* GIVEN RECORDS *
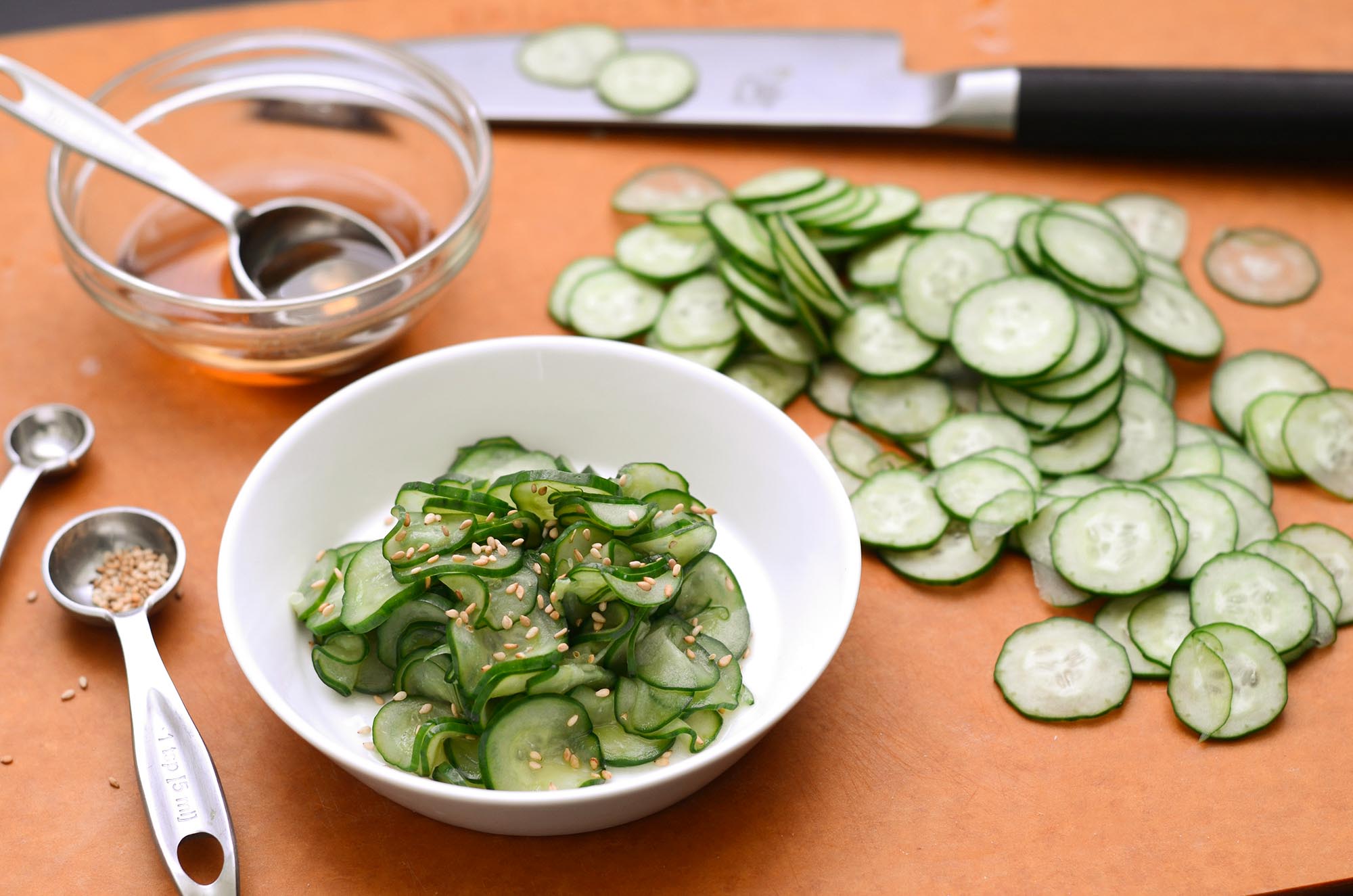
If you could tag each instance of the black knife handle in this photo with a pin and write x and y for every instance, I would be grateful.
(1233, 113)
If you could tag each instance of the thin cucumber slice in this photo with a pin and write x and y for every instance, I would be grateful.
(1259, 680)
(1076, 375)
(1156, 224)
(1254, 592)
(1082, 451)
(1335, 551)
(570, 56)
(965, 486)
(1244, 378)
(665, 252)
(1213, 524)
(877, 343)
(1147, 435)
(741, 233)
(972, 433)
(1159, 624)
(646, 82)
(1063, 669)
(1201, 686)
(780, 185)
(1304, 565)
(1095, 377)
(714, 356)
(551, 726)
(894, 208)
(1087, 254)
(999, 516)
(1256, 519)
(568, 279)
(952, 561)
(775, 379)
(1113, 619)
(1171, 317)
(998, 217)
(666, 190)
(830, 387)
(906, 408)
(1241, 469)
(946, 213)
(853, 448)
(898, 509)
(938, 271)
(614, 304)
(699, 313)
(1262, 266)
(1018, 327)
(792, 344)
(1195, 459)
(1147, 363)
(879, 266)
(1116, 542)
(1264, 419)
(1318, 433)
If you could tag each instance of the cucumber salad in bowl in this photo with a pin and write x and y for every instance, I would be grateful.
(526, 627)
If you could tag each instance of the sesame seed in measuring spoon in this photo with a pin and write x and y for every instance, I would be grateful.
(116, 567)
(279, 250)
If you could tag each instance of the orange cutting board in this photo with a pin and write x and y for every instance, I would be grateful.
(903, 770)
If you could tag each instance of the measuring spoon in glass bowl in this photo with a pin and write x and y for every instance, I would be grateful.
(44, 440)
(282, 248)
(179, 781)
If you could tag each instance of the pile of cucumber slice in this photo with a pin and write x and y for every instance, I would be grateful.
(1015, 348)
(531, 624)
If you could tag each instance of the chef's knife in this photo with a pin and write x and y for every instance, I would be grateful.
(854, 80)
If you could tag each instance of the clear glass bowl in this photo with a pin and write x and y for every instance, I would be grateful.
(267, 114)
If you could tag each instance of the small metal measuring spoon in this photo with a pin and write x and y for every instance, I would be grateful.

* GOAL *
Reproduce the entries above without change, omitting all pictures.

* TASK OUTPUT *
If you could tag each instance of the black knife handle in this photo with a pin and write x and y for every instance, I would be grateful.
(1233, 113)
If you could tag each instance of the thin cucumber slice in this photo with a pin and write x and y for every instance, I would be grateful.
(1259, 680)
(1076, 375)
(1156, 224)
(1254, 592)
(1082, 451)
(1335, 551)
(570, 56)
(965, 486)
(1244, 378)
(665, 252)
(1213, 524)
(877, 343)
(1147, 435)
(741, 233)
(972, 433)
(1159, 624)
(646, 82)
(1063, 669)
(1201, 686)
(780, 185)
(1304, 565)
(1095, 377)
(714, 356)
(551, 726)
(894, 208)
(1087, 254)
(999, 516)
(1256, 519)
(568, 279)
(952, 561)
(775, 379)
(1113, 619)
(1171, 317)
(998, 217)
(666, 190)
(830, 387)
(906, 408)
(1241, 469)
(946, 213)
(853, 448)
(898, 509)
(938, 271)
(614, 304)
(699, 313)
(1262, 266)
(1018, 327)
(792, 344)
(1195, 459)
(1147, 363)
(879, 266)
(1116, 542)
(1264, 419)
(1318, 433)
If you could tag each instance of the cucumber salad in bowl in this photo with a pin and write x and y for every instance, I would be grateful.
(526, 627)
If you could tag each instance of the sesame seed in measuring spoon in this photo with a pin and write x and y for every instance, I would be grateful.
(116, 567)
(279, 250)
If you could tag each instance of the orange cutting board in this photo with a pin and write x and y for every instance, I would be grateful.
(903, 770)
If you could tag each instance of the measuring spoon in glass bowl in this photo with a pin and write x and y for every instance, I would be grateful.
(44, 440)
(282, 248)
(179, 781)
If you could tag each instance of the pile of cucumber slice in this photo with a pin and write x and y for every instance, I would be grateful.
(1015, 348)
(531, 624)
If you could tag each instance of the chef's knife in this photo with a pin and write x and y for every instance, I would be grateful.
(854, 80)
If you could tag each instance of the clear glass bowl in this photo with a pin and write x and y for every instance, I would be grateful.
(267, 114)
If you could tag each instance of the small metal measuring spoon in this photo with a pin and write x and y for every instance, I would be grateful.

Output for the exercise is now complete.